| What the exercise asks |
Please rewrite the material below, replacing "plant" with "shrub" and leaving everything else unchanged.

| Dataset content |
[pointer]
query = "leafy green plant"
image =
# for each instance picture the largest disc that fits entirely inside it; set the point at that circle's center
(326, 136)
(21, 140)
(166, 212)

| Reply to the task |
[pointer]
query = "leafy green shrub"
image =
# for each instance picture the largest disc that fits entirely inside it; set the point at that circle's center
(326, 136)
(21, 140)
(166, 212)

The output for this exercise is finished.